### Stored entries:
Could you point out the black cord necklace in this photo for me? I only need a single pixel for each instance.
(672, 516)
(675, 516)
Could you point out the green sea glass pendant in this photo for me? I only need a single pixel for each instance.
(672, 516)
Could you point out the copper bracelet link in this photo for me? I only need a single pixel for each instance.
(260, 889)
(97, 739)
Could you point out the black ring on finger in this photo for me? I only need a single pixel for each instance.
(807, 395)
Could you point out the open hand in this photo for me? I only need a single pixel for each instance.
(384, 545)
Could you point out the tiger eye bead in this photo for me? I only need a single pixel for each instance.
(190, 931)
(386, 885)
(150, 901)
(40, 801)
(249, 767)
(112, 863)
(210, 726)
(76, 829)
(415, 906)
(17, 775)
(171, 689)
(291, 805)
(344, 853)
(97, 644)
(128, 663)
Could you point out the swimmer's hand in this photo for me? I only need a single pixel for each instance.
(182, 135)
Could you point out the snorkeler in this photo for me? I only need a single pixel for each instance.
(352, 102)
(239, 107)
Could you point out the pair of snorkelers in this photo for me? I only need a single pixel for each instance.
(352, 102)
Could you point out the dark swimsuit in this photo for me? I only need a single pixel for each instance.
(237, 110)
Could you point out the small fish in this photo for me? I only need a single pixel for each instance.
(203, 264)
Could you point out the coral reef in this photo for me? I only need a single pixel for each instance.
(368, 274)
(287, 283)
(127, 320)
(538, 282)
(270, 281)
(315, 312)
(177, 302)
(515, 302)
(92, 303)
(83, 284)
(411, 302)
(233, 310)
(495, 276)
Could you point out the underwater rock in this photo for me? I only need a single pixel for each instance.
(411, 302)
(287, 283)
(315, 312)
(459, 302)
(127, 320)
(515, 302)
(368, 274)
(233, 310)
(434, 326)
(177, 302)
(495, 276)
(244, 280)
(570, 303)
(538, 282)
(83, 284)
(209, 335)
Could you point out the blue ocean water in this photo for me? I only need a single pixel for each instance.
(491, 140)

### Task directions:
Copy out exactly the lines between the line with "Could you point out the coral" and the last line of the entries, counting both of those lines.

### The completed task:
Could you point out the coral reef in this photo for me? I only need a single pixel for each instance.
(368, 274)
(287, 283)
(127, 320)
(538, 282)
(270, 281)
(315, 312)
(177, 302)
(515, 302)
(92, 303)
(83, 284)
(411, 302)
(233, 310)
(495, 276)
Could you point out the underwater rock in this photo for me? I only need a single pixel for each instance.
(411, 302)
(287, 283)
(315, 312)
(459, 302)
(127, 320)
(515, 302)
(368, 274)
(233, 310)
(434, 326)
(177, 302)
(495, 276)
(244, 280)
(570, 303)
(538, 282)
(83, 284)
(209, 335)
Could you point out the blue ocean water in this photo for me? I only need a single pixel for each instance.
(491, 140)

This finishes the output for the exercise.